YOUR TASK> In the excerpt on religion in Vermont, which state's missionary society sent the early Congregationalist preachers?

PAGE EXCERPT>
+--
Religion. The three principal denominations.-Congregationalists.-Some account of them.-Baptists.-Their peculiarities. Anecdote of an Elder.-Methodists.-Their rules and support of preachers.-Episcopalians.-Universalists.-Unitarians.

THE three largest denominations of christians in Vermont, are the Congregational, Baptist, and Methodist. These do not greatly vary from each other in point of numbers.

The early churches were formed principally by Congregationalists. By this is intended the very first churches organized; though mention is made, in the early records, of a baptist clergyman officiating in the religious services at a session of the general assembly. As the leaders in reducing this rough surface, and rougher political exterior, to a comparative smoothness and regularity and order, were mostly from Connecticut; so were the early heralds of the cross. They were sent by the missionary society of that state; and Bushnell, and Mills and Hallock and Williston, and others of this denomination came early, extending the borders of that kingdom, which is not of this world. Their labors were blessed; and the rules of that kingdom clearly stated and explained; and the qualifications of citizenship pointed out, and the securing

of the inheritance recommended and urged. Many, who were aliens and foreigners, have, it is hoped, become fellow-citizens of this commonwealth, whose verdure shall be as perpetual as that of the tree of life. The doctrines taught were those of the Bible as explained by "the assembly's catechism." The system of church government of this denomination is in their apprehension that of the church militant as established by Christ and his apostles; the pastor moderator; and the male members as a body, voters.
+--
MATERIAL PROVIDED>

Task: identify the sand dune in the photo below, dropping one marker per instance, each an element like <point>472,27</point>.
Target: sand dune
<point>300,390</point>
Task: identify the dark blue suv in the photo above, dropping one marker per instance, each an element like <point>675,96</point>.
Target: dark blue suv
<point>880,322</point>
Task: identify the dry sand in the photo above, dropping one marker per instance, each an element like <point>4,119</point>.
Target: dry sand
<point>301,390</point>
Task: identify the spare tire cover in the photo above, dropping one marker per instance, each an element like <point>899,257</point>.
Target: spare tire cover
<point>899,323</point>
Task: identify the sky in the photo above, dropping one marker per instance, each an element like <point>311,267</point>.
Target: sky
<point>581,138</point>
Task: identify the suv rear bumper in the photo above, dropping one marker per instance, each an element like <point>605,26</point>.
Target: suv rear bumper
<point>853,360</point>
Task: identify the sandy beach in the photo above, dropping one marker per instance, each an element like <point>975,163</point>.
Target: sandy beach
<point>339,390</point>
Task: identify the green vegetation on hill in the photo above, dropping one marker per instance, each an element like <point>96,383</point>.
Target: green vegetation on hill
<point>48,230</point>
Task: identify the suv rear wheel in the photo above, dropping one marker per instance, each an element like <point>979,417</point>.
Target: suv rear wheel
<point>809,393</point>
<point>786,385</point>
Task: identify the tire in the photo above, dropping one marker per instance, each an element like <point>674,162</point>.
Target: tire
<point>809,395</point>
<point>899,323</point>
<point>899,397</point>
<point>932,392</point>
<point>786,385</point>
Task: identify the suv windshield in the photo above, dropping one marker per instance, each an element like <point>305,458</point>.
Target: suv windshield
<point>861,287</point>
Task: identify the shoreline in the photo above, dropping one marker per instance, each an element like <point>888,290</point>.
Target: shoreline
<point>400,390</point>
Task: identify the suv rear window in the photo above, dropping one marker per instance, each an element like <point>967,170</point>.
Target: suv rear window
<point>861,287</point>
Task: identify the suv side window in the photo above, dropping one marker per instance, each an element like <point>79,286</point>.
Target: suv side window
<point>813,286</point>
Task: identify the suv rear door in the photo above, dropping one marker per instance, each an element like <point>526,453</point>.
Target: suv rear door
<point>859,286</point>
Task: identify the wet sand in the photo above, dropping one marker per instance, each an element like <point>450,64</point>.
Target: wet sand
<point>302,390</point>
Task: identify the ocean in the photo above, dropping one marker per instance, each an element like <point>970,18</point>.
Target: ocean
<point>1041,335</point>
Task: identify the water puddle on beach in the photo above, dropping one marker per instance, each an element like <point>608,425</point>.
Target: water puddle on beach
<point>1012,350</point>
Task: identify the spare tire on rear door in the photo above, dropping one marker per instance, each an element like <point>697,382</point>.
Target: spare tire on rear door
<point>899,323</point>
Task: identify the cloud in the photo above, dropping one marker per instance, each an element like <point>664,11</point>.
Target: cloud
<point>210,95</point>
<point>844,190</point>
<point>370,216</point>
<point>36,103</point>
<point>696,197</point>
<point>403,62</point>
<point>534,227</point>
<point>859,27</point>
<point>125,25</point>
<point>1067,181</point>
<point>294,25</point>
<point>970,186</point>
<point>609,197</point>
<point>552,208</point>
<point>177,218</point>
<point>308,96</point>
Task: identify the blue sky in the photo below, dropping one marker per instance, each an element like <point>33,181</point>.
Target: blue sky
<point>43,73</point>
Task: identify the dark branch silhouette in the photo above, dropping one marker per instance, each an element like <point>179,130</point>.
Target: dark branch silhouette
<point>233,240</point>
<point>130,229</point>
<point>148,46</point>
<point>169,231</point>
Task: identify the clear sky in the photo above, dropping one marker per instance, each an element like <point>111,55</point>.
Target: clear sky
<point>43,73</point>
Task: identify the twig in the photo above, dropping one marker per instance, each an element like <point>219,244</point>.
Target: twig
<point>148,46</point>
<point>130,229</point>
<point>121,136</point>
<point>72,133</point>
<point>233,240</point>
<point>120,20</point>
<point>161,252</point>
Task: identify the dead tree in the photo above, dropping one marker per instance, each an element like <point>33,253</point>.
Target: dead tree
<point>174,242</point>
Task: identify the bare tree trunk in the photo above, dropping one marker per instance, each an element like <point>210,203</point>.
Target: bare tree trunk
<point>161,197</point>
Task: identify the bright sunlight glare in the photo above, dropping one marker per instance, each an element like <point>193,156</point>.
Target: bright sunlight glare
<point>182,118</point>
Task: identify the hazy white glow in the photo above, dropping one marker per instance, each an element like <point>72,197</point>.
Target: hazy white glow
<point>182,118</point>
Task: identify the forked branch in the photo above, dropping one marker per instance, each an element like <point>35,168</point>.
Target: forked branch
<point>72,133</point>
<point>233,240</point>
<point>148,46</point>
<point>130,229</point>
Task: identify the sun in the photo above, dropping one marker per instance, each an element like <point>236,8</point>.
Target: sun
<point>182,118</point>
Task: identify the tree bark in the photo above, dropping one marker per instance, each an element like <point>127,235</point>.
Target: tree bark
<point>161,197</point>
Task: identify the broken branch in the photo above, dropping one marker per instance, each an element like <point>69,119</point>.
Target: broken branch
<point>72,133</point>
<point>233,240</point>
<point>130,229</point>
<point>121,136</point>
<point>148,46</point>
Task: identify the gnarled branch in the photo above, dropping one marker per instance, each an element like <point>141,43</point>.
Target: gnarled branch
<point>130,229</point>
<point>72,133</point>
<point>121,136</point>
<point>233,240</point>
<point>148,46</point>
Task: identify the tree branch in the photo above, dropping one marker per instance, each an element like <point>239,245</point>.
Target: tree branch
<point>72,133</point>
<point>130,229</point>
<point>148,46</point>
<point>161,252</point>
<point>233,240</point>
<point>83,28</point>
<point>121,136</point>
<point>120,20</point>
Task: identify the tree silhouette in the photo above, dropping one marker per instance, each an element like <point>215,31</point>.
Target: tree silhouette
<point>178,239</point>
+--
SOLUTION TO THE EXERCISE> Connecticut